=== Stored items ===
━━━━━━━━
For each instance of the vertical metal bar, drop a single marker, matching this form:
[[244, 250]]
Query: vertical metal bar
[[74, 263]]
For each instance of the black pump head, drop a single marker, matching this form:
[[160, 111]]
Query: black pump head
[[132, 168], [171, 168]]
━━━━━━━━
=== Written problem ===
Rewrite all the rows above with "marker" swapped for "dot" everywhere, changing nothing else.

=== The response ===
For each instance of the vertical metal bar, drop a single dot, matching this form:
[[244, 250]]
Query: vertical metal bar
[[74, 263]]
For each instance of the black pump head, drop a single dot, matching this form:
[[160, 111]]
Query: black pump head
[[132, 168], [171, 168]]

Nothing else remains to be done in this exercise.